Records supplied section start
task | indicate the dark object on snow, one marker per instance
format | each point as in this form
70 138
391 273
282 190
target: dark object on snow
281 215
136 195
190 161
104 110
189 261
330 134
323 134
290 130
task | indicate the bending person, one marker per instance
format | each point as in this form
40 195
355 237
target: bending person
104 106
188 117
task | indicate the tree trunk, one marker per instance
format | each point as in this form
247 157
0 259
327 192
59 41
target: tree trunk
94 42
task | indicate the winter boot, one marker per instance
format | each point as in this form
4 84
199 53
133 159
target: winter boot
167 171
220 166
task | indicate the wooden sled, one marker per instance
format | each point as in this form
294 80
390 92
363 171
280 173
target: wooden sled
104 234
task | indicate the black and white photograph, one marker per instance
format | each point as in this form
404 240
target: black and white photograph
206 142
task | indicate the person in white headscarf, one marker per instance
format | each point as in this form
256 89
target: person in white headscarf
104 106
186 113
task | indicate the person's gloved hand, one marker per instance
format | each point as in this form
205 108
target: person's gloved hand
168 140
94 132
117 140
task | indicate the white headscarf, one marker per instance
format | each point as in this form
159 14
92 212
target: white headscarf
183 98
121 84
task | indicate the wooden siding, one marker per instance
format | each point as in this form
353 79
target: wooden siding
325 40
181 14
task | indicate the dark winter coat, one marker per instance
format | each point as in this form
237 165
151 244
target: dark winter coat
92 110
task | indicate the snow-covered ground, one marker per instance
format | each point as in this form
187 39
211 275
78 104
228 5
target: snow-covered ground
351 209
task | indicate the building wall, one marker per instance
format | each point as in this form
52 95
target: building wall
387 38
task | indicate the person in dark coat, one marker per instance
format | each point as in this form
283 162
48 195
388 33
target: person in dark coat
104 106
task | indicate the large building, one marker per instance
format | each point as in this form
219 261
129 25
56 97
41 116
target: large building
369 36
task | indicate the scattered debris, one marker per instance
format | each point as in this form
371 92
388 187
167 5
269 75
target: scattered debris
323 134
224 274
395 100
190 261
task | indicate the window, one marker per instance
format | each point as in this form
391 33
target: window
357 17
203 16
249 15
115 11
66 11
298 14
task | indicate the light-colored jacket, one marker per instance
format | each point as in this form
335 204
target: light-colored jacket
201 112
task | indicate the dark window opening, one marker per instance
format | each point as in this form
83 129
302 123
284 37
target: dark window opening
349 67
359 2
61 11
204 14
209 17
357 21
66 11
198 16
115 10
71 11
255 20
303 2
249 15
Records supplied section end
Exercise details:
The required answer is the complete data, repeated exactly.

Output:
task | indicate the dark object on snow, one marker per instance
format | each point as in this form
70 138
391 273
282 190
target: dark object on snow
281 215
136 195
190 161
104 110
189 261
330 134
323 134
290 130
task | indicate the bending person, one marker per instance
format | each point as in this form
40 195
355 237
target: bending person
104 106
188 117
task | indicate the tree trunk, one marker per instance
format | each point as in this form
247 157
0 259
327 192
59 41
target: tree trunk
94 42
task | indicate the winter boot, one marker per instance
format | each point as in this form
4 84
199 53
133 159
target: winter boot
167 171
220 166
task | indicate the wooden sled, one marker per instance
format | each point as in this form
294 80
390 92
363 171
280 173
target: wooden sled
104 234
task | indicate the black and white photograph, one marker per instance
format | each point as in this form
404 240
target: black and white photograph
206 142
task | indicate the person in white headscarf, one marker per instance
format | each point as in this form
256 89
target: person in white headscarf
104 106
186 113
task | indicate the person's gloved hand, one marker per instance
format | each point as in this form
205 108
target: person's gloved hand
168 140
94 132
117 140
task | indicate the white headscarf, one marker per instance
format | each point as in this form
159 14
92 212
target: white headscarf
183 98
121 84
task | indicate the wooden siding, one marker per instance
format | each point as in this form
353 79
target: wooden siding
325 40
181 14
task | indicate the dark winter coat, one marker per instance
format | each point as in this form
237 165
151 244
target: dark winter coat
92 110
task | indicate the snow-covered ground, one marker per instance
format | each point as in this form
187 39
211 275
78 104
228 5
target: snow-covered ground
351 209
task | indicate the building wall, one marker per instance
format | each point as in this form
52 95
target: building wall
387 38
task | indicate the person in dark coat, one marker per instance
format | each point as in this form
283 162
48 195
388 33
target: person in dark coat
104 106
task | indicate the large building, one marker per instance
format | each point as in this form
219 261
129 25
56 97
41 116
target: large building
369 36
task | indicate the scattered debris, one marker per instance
format | each point as in this form
371 92
388 187
167 5
269 75
target: scattered debris
323 134
224 274
395 100
190 261
task | indicate the window, one marker per instance
format | each point as in this form
391 33
target: window
357 17
203 16
249 15
115 11
66 11
298 14
task | indicate the light-colored jacket, one marker per instance
format | each point as in this form
335 204
target: light-colored jacket
201 112
task | indicate the dark window opening, one marker per instance
format | each point as in this form
83 129
302 123
284 37
target: dark window opening
349 67
359 2
61 11
204 14
209 17
357 21
66 11
198 16
115 10
71 11
255 20
303 2
249 15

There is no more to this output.